Problem requirements: Count the lines in the items below that contain the word "yellow", and give only that number.

Point labeling dataset excerpts
Start

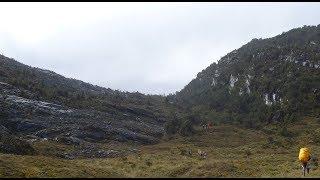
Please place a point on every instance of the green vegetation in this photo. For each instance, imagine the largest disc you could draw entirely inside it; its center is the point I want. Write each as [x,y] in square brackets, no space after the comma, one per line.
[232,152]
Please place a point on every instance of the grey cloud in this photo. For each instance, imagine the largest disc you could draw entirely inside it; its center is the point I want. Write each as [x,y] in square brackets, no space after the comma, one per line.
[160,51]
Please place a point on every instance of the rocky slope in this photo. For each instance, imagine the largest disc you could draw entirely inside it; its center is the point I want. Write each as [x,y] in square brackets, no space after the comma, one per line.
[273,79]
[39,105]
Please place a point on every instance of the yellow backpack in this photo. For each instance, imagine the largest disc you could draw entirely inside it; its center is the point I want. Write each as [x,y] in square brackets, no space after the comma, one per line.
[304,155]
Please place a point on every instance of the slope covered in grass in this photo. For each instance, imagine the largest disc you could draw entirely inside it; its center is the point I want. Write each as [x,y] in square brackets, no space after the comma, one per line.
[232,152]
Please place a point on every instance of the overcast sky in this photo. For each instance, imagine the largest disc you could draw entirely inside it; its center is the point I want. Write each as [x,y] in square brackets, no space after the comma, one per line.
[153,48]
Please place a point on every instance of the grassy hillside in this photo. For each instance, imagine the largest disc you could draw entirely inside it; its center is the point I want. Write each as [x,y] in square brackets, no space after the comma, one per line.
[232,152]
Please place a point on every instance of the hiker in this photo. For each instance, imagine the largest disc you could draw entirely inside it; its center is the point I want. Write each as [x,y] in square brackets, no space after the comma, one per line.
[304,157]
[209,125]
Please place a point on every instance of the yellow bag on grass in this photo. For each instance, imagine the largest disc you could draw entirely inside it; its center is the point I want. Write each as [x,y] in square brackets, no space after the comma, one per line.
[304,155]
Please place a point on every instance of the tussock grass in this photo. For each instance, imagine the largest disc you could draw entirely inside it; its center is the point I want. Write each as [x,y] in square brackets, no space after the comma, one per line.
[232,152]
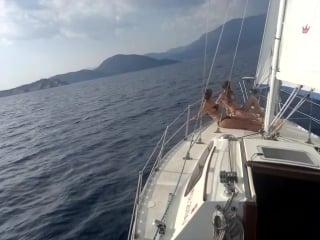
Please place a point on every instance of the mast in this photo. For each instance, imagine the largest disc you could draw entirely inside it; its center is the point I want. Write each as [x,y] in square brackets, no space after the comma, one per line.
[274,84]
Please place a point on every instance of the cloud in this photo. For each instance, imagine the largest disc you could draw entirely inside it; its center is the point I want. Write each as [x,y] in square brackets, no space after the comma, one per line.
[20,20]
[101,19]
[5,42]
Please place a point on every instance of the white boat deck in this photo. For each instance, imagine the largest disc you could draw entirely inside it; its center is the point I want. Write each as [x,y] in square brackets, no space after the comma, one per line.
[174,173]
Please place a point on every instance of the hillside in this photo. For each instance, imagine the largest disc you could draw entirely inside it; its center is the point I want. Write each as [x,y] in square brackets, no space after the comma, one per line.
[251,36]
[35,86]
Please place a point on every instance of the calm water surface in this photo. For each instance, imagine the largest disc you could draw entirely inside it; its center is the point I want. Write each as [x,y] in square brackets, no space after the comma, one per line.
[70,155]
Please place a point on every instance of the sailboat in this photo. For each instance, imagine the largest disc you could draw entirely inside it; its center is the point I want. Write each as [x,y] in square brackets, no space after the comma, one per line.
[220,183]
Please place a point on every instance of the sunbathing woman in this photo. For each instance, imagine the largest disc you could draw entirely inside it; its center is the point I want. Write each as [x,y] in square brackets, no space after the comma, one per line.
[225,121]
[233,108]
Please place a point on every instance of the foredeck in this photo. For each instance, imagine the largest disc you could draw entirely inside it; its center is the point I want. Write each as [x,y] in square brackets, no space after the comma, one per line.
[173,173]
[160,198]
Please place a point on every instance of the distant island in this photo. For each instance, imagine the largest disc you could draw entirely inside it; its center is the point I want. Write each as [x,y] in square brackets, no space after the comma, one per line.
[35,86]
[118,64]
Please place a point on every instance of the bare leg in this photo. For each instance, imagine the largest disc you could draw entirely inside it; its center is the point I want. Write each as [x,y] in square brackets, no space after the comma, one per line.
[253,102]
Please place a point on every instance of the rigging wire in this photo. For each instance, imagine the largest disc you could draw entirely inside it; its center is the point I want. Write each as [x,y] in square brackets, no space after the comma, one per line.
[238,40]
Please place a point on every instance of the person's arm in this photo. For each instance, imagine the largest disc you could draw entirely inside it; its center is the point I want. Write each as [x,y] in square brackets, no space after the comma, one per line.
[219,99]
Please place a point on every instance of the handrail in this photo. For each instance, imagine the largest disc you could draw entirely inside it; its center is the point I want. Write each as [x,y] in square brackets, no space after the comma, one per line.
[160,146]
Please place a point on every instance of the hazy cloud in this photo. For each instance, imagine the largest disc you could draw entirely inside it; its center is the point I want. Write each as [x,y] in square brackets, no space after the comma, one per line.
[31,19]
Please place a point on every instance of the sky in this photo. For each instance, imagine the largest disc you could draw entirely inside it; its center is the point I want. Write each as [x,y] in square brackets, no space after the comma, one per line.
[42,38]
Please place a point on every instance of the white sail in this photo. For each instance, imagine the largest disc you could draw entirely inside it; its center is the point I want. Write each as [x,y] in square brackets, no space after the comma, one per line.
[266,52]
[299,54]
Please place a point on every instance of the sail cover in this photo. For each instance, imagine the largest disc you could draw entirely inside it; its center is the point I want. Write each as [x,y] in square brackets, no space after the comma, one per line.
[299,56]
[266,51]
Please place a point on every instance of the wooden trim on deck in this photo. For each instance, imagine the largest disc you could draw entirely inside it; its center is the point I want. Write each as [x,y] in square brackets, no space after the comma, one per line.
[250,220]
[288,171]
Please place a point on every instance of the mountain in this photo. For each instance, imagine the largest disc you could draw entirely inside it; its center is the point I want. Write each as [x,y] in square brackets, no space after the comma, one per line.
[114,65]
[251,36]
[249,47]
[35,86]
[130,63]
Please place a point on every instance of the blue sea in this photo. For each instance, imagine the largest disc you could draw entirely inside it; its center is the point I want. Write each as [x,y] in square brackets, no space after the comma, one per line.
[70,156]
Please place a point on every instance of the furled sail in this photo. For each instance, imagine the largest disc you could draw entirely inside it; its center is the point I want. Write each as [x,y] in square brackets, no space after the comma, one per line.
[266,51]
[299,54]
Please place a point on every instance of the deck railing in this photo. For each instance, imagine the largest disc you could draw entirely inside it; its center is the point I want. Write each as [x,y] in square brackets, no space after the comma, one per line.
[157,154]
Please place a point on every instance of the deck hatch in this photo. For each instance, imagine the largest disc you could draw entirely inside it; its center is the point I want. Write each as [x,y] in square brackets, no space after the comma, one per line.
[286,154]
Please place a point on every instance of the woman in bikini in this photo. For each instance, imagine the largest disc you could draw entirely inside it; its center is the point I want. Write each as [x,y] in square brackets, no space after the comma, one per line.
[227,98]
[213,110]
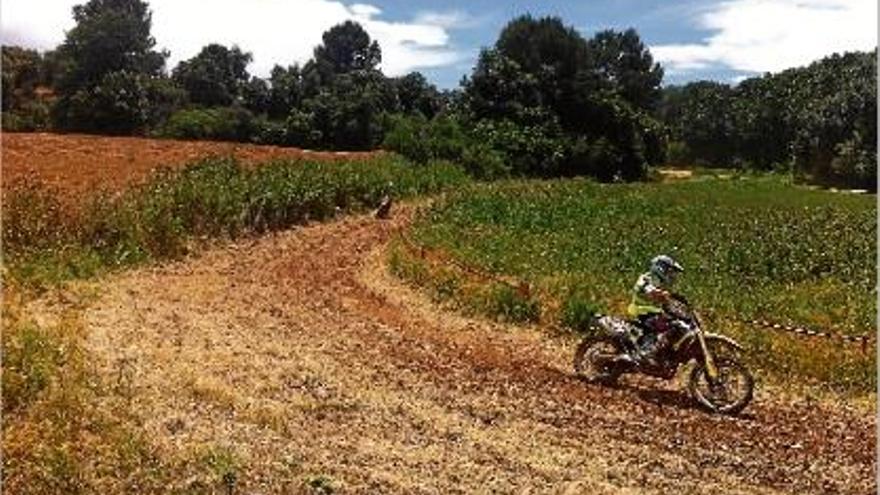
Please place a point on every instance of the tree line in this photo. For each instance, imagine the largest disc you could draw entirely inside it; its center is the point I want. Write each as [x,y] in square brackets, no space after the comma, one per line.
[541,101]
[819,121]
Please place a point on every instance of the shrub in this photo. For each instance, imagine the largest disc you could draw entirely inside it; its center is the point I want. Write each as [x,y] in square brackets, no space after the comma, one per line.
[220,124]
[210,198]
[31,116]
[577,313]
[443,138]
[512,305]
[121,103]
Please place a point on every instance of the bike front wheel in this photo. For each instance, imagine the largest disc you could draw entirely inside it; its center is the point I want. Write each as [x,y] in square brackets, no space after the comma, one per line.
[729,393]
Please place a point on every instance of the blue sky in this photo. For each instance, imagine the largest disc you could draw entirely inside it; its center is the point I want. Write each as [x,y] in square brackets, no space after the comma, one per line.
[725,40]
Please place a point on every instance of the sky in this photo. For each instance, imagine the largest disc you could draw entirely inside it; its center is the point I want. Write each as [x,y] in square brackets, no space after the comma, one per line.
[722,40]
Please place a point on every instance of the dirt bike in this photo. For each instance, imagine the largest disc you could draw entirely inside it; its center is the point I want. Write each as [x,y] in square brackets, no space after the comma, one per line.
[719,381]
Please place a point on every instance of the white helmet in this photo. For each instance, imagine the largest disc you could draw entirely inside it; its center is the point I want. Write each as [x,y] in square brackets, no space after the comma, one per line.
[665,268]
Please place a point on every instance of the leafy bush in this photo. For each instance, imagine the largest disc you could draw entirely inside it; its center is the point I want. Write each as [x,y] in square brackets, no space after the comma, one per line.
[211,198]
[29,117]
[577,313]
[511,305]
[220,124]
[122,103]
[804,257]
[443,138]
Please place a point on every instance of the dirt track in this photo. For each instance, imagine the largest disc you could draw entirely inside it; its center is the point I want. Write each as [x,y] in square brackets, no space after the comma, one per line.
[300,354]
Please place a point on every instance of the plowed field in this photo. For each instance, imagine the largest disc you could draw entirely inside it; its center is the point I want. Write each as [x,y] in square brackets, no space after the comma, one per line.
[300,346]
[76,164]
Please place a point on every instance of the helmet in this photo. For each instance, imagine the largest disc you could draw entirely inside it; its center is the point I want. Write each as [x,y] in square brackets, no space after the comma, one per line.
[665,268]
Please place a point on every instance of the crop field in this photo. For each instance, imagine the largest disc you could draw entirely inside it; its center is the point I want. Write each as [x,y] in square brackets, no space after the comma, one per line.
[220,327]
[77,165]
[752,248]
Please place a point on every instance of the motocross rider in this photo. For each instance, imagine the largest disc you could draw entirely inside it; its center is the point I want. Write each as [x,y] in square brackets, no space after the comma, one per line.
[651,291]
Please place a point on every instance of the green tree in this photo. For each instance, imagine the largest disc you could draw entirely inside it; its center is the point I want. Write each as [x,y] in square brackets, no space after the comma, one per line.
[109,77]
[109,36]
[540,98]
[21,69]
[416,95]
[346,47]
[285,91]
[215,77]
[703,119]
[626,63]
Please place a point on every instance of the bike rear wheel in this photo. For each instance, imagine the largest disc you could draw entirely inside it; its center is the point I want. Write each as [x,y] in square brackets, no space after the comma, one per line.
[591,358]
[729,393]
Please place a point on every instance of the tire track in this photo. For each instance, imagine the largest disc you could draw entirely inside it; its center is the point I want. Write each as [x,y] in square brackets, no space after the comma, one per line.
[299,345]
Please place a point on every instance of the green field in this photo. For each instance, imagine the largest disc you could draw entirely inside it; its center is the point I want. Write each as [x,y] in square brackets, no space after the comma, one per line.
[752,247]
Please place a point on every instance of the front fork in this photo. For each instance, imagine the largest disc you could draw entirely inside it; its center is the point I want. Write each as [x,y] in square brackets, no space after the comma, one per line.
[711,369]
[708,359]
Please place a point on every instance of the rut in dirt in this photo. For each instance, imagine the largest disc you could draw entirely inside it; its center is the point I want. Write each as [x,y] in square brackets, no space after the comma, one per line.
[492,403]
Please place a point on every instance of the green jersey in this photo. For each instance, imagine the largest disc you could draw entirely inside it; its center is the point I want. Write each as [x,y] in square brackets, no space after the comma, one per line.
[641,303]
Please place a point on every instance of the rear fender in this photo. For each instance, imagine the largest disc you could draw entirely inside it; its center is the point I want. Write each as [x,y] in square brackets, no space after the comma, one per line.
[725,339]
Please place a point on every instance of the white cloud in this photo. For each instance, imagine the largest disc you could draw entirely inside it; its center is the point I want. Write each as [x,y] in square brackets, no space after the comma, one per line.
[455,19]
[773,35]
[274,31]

End
Start

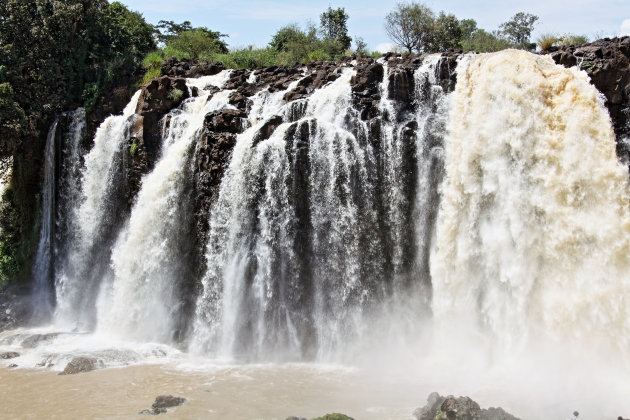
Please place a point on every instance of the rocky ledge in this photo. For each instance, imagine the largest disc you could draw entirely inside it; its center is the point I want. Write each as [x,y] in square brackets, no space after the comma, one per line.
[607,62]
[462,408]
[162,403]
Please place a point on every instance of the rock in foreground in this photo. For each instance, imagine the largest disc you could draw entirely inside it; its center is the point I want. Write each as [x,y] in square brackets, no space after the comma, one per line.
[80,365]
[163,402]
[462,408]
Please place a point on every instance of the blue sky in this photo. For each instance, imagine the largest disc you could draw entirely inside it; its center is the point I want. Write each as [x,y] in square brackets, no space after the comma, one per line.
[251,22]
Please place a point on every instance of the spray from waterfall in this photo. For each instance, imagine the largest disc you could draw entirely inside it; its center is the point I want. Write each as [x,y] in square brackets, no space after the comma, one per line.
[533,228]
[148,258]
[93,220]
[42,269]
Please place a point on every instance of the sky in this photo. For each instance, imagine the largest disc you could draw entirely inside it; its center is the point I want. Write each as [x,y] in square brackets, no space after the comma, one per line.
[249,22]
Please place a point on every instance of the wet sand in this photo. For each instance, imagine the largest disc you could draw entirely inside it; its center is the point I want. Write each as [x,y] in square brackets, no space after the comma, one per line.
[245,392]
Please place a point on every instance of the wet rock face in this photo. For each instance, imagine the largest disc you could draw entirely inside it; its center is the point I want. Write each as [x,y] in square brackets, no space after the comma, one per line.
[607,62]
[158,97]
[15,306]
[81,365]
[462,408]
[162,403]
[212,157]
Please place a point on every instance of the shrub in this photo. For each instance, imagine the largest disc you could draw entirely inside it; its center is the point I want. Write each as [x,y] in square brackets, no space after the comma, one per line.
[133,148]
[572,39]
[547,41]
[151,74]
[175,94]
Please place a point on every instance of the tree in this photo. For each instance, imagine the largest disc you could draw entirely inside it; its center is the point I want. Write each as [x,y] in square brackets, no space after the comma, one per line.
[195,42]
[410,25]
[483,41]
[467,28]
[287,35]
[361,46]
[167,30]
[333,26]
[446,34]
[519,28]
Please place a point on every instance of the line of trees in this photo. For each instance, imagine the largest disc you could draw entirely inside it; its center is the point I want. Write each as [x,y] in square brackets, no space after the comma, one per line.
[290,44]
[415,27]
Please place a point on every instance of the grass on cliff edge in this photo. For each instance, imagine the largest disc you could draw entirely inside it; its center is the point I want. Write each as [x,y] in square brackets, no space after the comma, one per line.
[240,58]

End

Task result: 2